[Required work] Can you return the material below as a JSON list of strings, one string per line and blank lines left out, starting at the line that contains "lips in the photo below." and running through the last line of the material?

☆ ☆ ☆

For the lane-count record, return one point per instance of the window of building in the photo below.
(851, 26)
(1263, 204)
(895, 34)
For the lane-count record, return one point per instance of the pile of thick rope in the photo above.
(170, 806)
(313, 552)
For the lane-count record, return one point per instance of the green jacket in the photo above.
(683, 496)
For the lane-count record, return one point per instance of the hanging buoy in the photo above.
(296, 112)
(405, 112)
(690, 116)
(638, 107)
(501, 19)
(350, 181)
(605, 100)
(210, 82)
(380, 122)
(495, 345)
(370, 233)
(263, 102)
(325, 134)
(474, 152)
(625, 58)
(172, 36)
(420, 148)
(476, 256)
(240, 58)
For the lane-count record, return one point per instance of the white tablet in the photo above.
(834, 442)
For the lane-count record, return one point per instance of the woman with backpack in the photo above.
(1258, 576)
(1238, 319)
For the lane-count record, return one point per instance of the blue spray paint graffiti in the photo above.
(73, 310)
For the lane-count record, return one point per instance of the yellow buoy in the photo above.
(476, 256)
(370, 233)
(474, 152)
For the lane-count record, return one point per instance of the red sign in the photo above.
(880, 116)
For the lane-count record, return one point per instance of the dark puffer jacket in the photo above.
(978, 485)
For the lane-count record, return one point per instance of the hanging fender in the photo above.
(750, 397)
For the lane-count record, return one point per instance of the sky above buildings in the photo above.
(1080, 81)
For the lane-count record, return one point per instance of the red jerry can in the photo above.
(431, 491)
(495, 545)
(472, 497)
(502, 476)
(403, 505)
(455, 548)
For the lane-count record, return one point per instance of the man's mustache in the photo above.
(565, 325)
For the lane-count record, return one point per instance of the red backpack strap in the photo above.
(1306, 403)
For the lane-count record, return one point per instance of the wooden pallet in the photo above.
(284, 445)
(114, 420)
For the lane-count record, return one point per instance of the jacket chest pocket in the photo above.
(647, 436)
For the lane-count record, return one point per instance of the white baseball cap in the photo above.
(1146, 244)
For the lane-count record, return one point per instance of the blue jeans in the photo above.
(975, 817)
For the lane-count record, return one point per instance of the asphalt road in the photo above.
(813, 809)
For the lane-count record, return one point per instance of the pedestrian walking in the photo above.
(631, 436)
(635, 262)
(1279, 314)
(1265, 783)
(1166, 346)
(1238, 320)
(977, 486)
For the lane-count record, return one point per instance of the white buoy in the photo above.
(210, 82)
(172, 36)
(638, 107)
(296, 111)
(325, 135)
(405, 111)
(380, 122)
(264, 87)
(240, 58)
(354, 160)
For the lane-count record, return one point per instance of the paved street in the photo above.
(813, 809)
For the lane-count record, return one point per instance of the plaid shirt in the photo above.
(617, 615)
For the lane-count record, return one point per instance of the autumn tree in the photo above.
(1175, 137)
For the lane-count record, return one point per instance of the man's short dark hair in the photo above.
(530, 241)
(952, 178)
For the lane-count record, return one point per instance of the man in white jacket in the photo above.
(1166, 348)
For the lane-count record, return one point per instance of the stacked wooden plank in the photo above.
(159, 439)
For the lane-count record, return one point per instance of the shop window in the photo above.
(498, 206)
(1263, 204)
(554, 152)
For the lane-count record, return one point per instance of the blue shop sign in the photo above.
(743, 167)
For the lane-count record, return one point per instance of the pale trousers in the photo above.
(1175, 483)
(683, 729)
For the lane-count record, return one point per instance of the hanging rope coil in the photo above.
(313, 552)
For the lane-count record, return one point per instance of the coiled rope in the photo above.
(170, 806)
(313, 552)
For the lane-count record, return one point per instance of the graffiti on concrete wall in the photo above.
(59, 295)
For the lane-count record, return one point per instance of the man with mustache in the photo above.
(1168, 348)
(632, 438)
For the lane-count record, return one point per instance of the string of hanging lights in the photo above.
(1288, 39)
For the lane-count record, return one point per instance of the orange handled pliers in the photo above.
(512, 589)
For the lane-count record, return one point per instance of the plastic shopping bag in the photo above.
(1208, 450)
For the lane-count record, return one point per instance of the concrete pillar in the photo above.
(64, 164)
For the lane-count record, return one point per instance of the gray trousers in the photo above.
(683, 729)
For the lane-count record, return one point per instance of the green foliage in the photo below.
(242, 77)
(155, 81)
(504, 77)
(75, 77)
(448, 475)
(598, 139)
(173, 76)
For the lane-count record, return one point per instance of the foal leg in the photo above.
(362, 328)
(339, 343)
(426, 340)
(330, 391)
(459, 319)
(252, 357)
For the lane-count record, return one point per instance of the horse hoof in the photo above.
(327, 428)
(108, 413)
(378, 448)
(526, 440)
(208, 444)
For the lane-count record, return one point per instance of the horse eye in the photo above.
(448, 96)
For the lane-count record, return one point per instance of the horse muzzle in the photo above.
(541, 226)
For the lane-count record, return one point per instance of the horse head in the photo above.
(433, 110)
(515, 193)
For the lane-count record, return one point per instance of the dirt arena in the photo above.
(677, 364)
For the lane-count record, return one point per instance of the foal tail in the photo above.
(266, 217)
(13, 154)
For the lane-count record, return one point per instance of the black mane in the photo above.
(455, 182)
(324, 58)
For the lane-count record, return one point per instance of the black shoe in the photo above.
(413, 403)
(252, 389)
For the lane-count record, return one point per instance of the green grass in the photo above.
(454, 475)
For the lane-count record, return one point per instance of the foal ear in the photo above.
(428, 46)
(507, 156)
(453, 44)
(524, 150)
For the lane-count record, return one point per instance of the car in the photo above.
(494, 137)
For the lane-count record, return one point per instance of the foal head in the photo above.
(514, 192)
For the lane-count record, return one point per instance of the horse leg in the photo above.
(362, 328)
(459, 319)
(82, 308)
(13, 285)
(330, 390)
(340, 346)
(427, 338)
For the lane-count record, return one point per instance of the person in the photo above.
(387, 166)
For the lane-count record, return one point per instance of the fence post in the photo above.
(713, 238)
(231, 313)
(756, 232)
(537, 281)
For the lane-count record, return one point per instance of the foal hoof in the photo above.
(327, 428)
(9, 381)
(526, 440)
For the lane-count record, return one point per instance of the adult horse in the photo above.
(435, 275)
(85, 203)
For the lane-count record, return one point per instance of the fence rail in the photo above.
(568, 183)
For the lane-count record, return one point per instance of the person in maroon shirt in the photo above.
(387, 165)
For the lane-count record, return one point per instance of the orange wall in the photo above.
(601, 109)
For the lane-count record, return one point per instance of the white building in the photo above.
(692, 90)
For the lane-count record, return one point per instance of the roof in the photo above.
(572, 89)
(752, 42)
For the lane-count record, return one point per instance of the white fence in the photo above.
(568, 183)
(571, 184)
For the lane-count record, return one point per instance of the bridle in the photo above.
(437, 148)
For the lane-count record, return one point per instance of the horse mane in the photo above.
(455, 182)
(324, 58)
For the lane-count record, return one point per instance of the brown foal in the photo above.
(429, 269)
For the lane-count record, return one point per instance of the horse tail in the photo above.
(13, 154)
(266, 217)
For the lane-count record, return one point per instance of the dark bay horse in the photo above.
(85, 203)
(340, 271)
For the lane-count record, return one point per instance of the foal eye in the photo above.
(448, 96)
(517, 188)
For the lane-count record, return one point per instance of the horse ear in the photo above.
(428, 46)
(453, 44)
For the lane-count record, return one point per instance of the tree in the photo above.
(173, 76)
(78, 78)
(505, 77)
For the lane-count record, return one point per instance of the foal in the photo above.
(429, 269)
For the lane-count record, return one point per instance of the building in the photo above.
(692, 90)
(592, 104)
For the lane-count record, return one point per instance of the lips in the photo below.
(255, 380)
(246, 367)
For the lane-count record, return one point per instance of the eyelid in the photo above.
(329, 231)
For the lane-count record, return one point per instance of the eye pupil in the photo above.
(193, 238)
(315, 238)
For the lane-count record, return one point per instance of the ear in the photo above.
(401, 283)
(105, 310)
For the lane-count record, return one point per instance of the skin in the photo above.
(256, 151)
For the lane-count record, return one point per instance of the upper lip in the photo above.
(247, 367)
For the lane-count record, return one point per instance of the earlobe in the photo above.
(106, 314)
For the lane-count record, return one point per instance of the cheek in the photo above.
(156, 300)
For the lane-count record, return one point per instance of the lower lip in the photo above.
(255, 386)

☆ ☆ ☆

[Completed exercise]
[
  "For the lane-count record, return one point per instance of the lips in the photo below.",
  "(255, 380)",
  "(246, 367)",
  "For the lane-count record, return one point per instance of the eyelid in the photo above.",
  "(329, 231)",
  "For the lane-count record, return one point per instance of the eye pupil in the photo above.",
  "(193, 238)",
  "(315, 238)",
  "For the lane-count record, return one point per instance of the ear in the photo above.",
  "(401, 283)",
  "(105, 310)",
  "For the lane-count record, return one point per instance of the skin in the photo above.",
  "(256, 151)",
  "For the lane-count record, return one point per instance of the upper lip in the photo above.",
  "(247, 367)",
  "For the lane-count record, return one point per instance of the earlobe in the photo above.",
  "(106, 314)",
  "For the lane-count record, return one point per instance of the cheek in the photo above.",
  "(156, 300)",
  "For the lane-count record, return one point per instance of the lower lip in the photo above.",
  "(255, 386)"
]